▶ _AIM OF THE EXERCISE_
Please output the part of the data that opens with the line containing "Prompts in each" and closes with the line containing "positive clicks: (710, 29) (711, 26)" as a Markdown table with the columns Row and Line. Give each line's row number and the line itself, and leave out any blank lines.

▶ _RECORDS_
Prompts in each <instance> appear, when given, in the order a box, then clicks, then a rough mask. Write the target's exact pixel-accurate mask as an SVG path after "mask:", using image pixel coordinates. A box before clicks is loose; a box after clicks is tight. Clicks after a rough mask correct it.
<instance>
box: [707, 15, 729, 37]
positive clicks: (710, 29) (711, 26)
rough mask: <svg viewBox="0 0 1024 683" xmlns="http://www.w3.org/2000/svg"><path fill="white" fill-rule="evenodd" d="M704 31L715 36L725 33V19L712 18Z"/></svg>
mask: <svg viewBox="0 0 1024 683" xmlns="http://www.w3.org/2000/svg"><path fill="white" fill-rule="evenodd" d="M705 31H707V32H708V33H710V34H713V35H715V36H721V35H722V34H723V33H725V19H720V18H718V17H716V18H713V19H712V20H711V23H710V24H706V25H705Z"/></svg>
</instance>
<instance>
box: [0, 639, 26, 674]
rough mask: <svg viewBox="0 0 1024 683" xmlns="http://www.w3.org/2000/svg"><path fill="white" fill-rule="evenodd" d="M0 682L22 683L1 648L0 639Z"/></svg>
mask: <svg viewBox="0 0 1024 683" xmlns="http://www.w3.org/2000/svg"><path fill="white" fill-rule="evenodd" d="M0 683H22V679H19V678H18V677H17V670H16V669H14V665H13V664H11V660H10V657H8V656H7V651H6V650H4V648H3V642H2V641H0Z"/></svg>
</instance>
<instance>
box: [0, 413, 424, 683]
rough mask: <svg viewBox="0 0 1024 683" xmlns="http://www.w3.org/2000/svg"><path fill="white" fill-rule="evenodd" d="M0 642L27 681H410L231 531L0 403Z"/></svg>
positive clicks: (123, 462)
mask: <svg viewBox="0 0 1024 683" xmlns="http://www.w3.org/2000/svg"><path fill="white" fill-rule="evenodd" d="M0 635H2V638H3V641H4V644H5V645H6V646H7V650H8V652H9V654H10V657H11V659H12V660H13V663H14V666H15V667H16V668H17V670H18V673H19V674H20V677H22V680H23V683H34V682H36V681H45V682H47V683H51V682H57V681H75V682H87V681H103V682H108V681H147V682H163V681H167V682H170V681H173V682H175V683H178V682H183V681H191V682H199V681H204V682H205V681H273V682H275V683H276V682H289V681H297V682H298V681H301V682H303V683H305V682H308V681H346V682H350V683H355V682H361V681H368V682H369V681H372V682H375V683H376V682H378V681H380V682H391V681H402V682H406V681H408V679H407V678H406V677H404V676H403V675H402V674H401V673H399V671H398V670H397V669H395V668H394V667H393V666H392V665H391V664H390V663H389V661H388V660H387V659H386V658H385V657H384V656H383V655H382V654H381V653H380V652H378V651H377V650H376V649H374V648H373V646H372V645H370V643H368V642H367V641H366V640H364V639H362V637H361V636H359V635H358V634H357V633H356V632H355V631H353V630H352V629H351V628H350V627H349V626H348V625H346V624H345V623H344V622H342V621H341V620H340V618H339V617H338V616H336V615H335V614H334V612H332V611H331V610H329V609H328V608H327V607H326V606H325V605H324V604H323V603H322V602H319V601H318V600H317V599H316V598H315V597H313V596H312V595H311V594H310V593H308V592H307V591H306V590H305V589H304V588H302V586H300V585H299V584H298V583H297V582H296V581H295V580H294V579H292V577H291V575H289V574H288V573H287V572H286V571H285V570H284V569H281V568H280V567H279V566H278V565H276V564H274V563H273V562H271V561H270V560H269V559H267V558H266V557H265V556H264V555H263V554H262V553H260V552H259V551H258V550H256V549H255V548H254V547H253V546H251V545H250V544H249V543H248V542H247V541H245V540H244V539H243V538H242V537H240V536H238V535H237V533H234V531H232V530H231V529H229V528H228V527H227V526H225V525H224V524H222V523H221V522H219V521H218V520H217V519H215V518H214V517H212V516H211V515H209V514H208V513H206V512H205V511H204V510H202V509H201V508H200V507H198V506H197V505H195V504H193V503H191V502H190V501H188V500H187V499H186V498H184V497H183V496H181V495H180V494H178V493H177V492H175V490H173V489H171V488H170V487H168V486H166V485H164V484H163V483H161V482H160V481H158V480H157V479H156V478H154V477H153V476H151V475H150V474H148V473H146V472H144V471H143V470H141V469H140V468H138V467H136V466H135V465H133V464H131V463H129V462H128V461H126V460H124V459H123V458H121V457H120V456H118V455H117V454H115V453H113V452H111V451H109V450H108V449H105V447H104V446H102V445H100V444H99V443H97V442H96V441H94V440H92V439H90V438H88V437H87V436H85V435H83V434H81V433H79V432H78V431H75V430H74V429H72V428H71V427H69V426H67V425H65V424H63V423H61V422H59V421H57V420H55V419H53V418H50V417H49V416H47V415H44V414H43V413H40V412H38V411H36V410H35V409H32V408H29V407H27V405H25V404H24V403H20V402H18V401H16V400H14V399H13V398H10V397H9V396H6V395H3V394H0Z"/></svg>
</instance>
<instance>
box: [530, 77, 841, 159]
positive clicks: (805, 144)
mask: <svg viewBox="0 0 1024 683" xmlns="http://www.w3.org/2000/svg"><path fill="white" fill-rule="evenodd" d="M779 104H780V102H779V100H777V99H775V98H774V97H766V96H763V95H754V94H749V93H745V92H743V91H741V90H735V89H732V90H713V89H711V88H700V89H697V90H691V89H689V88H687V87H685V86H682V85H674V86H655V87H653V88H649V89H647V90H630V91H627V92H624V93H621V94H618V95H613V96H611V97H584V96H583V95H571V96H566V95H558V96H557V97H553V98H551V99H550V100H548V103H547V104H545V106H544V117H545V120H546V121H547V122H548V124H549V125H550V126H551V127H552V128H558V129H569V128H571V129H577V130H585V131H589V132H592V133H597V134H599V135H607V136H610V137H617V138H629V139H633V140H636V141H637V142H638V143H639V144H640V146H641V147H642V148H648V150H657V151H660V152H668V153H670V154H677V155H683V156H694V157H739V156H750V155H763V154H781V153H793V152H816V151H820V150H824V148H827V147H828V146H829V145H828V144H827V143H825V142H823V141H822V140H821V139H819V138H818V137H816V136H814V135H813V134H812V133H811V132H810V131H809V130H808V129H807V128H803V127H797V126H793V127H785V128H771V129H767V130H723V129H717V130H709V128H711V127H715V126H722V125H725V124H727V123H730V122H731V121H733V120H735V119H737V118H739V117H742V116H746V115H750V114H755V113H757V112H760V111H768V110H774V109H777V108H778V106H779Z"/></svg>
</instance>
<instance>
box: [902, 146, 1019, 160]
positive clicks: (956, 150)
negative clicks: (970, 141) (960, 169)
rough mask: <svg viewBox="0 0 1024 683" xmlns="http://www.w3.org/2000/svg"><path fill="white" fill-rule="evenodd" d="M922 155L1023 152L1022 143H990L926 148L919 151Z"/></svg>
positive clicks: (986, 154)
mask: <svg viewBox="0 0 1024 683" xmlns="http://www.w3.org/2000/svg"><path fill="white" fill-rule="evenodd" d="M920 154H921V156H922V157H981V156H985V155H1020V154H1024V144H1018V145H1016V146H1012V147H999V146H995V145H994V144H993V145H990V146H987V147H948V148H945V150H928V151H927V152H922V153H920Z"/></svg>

* * *

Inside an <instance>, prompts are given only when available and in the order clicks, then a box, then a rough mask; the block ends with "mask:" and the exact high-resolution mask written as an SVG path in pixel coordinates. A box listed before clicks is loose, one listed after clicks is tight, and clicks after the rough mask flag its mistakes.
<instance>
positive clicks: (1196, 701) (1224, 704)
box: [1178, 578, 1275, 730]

▶ _SOLUTION FOR THIS PROBLEM_
| Row | Line |
|---|---|
| 1 | Prompts in each <instance> appear, when given, in the order a box, then clicks, then a rough mask. Write the target's exact pixel-accurate mask as an SVG path after "mask:", using image pixel coordinates. A box before clicks is loose; a box after clicks is tight. Clicks after a rough mask correct it. |
| 2 | <instance> |
| 3 | box: [707, 15, 729, 37] |
| 4 | positive clicks: (710, 29) (711, 26) |